+++ Exercise passage

Gerber ads, formula ads, marketing, advertising, La Leche League pamphlets, magazines, etc. all push, Push, PUSH women to believe they will fall instantly in love with their newborn. Soft focus lenses and spaced out close-eyed stares from mother to infant... it all looks so good you could lap it up with a spoon.

A birth story unto itself, but one of the women I was second assist for labored for 20+ hours at home, pushed for 3 hours at home, another 2 at the hospital, a vacuum attempt (x3), the failed placement (x3) of an epidural THEN a spinal try, and then the baby freaking, the mom being put under general anesthesia and her baby born by cesarean. She didn't see her baby for over 2 hours, but dad held him and we all loved him lots.

The baby is almost 2 now and mom is still so freaked out at how she fucked up this kid's first hours of life on the earth. She has rebirthed with the child, has had cranio-sacral, homeopathy, therapy, medication, massage, and a dozen other modalities all trying to reconcile her "failure" as a mother to be there to bond with her child. No amount of words can soothe her pain; believe me, I have tried. So I listen, over and over, to her sadness... and I pray she gets unstuck and doesn't treat this child as The Second Coming. Apparently, sometimes, stuck feels better.

++++++

Work instructions.
1. In the passage on maternal bonding after a difficult birth, how long did the mother go without seeing her baby?
2. Extend the passage on maternal bonding after a difficult birth, beginning after its final sentence.
The material is not needed here.

+++ Dataset content

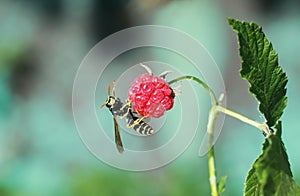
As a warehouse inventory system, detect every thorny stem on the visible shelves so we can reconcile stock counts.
[169,76,271,196]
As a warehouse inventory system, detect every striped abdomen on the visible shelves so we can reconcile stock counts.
[126,110,154,135]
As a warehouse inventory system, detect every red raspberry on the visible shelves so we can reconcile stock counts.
[128,74,174,118]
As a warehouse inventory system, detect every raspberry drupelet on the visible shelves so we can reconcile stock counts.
[128,66,175,118]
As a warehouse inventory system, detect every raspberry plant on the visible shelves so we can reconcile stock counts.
[128,72,175,118]
[169,19,300,196]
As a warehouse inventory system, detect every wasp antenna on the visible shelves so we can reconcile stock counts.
[140,63,153,75]
[112,81,117,96]
[100,102,107,109]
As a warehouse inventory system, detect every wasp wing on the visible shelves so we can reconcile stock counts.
[114,115,124,153]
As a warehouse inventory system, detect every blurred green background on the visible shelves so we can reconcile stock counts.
[0,0,300,196]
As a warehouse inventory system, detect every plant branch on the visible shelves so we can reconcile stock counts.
[169,76,217,106]
[207,106,218,196]
[169,76,218,196]
[216,105,272,136]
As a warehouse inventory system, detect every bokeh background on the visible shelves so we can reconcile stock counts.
[0,0,300,196]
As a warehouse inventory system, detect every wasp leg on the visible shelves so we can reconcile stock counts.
[140,63,153,75]
[112,81,117,97]
[120,101,131,119]
[127,116,148,128]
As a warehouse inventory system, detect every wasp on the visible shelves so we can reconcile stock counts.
[100,82,154,153]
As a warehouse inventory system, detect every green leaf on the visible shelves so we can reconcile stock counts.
[218,176,227,195]
[228,19,287,127]
[244,121,300,196]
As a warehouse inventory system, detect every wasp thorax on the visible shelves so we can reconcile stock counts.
[106,96,116,106]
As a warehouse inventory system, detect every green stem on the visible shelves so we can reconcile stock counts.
[216,105,271,136]
[169,76,218,196]
[169,76,217,105]
[169,76,271,196]
[207,107,218,196]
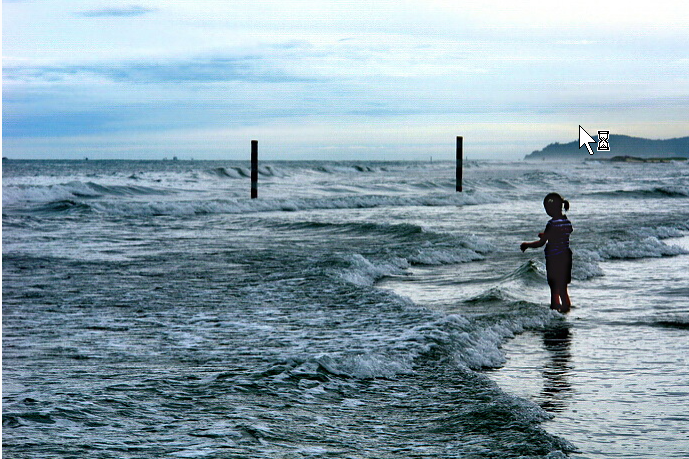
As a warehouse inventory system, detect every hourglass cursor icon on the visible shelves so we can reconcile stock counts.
[579,124,595,155]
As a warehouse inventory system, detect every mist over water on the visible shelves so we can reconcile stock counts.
[3,161,689,459]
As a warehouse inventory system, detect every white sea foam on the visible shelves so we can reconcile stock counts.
[84,193,495,216]
[598,237,689,259]
[337,253,409,286]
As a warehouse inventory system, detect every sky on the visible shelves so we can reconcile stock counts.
[2,0,689,161]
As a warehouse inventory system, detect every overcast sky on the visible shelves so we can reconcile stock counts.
[2,0,689,160]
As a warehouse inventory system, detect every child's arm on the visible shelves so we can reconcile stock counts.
[519,233,548,252]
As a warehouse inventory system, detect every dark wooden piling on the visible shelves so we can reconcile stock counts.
[457,135,464,191]
[251,140,258,199]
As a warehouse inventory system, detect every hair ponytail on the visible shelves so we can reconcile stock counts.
[543,193,569,210]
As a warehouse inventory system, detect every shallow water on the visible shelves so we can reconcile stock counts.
[3,161,689,458]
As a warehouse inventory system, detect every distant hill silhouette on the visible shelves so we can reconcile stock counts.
[524,134,689,160]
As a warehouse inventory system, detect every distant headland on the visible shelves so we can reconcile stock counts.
[524,134,689,162]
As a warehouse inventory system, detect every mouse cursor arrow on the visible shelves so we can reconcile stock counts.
[579,124,595,155]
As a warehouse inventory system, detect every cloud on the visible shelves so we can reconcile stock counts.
[75,5,154,18]
[3,56,307,83]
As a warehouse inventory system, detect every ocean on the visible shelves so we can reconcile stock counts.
[2,160,689,459]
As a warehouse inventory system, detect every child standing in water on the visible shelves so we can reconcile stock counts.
[520,193,573,312]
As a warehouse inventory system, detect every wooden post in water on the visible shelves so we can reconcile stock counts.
[251,140,258,199]
[457,135,464,191]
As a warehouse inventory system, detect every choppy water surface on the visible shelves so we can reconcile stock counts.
[3,161,689,459]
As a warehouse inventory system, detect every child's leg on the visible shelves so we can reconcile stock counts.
[550,283,560,309]
[558,284,572,312]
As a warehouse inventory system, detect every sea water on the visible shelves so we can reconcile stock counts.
[2,161,689,459]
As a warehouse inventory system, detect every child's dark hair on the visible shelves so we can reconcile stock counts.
[543,193,569,210]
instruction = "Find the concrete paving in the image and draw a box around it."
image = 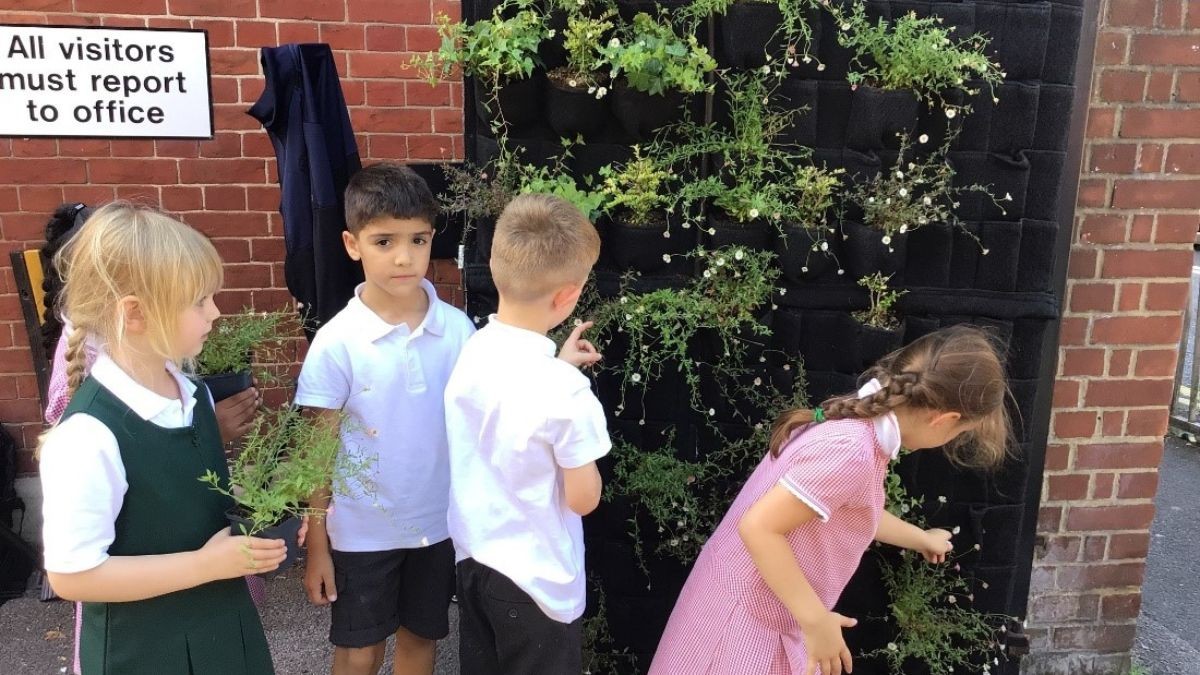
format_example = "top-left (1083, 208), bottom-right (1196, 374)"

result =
top-left (1134, 438), bottom-right (1200, 675)
top-left (0, 557), bottom-right (458, 675)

++++++

Results for the exercise.
1. Over 2 hours.

2.
I have had numerous discussions with moms after we resuscitate newborns or after the baby was yanked out as it was dying inside mom and was worked on, removed from sight, and worked on more... or babies that are poked and prodded and have gadgets holding their bodies together... or babies who have their spine closed at 2 hours postpartum... or babies who have heart surgery at 1 hour postpartum, never having seen mom or dad... or babies who have their intestines pushed back inside and endure several surgeries to close their guts...

what of all these babies and their psyches?

I know many of these children as infants, children, teens, and now adults... and they are FINE.

It doesn't mean we don't WORK to have peaceful birth. It doesn't mean we ignore their feelings and sensitivities and indiscriminately screw monitor leads into their heads or spank their butts or speak evil of them.

It just means that when we HAVE to, (like my question to Donna about her calling Landen's birth her Perfect Birth... if I'd have had to give her pit or help Landen breathe, would it still have been perfect? Donna says YES because it would have been needed to sustain life), for goodness' sake, we are resilient beings! Our minds work through infinite crisises in our lives... death, pain, moving, divorce, separation from parents, sleeping alone for the first time... the list, as we know, is endless! Perhaps those of us with trauma (and I count myself since Meggie needed to be resuscitated at birth) have assisted our children in a life lesson that might aid them forevermore. Perhaps they CHOSE us so we could give them a part of their walk earlier than later... so they could be strong for something 50 years from their births.

Maybe I am just justifying.

Maybe I work too hard to help women let go of guilt. There is PLENTY to feel guilty about later as they get older. Believe me. It just starts around birth-time. It grows with every passing year.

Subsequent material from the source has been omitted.